**Your task**
Copy all lines below that use the word "labeled".
===============
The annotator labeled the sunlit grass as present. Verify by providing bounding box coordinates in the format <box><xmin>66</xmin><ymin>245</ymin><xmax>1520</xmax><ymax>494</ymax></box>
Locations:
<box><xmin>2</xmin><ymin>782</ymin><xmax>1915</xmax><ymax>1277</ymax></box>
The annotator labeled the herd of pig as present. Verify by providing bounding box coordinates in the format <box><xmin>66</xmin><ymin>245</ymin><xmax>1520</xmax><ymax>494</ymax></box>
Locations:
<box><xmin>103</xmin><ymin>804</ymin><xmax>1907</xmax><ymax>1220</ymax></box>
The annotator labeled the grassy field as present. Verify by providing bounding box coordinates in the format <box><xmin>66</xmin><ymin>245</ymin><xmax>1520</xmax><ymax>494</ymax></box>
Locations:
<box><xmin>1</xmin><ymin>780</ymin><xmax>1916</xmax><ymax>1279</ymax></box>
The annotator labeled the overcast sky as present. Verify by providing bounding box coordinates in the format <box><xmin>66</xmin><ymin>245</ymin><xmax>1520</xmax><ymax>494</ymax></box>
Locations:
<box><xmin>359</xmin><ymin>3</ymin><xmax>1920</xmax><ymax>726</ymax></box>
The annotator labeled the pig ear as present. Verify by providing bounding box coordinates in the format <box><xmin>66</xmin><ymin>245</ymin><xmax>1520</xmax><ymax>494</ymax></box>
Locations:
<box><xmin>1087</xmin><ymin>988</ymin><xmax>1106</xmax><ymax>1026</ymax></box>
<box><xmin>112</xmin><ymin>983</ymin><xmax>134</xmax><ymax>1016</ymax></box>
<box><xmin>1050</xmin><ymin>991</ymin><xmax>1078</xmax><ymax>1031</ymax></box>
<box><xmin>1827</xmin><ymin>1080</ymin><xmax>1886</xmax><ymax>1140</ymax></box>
===============
**The completed task**
The annotator labeled the sunlit grass as present. Verify by providing bounding box coordinates in the format <box><xmin>66</xmin><ymin>245</ymin><xmax>1520</xmax><ymax>494</ymax></box>
The annotator labeled the herd of pig as present. Verify by providing bounding box coordinates in the format <box><xmin>66</xmin><ymin>245</ymin><xmax>1520</xmax><ymax>494</ymax></box>
The annotator labeled the grassy field as present. Verify by providing bounding box coordinates in the format <box><xmin>66</xmin><ymin>245</ymin><xmax>1520</xmax><ymax>494</ymax></box>
The annotator labeled the overcast sky as present. Verify by providing bounding box coordinates in the format <box><xmin>66</xmin><ymin>245</ymin><xmax>1520</xmax><ymax>494</ymax></box>
The annotator labeled the pig ear as present. Verify by providing bounding box coordinates in the format <box><xmin>66</xmin><ymin>245</ymin><xmax>1520</xmax><ymax>494</ymax></box>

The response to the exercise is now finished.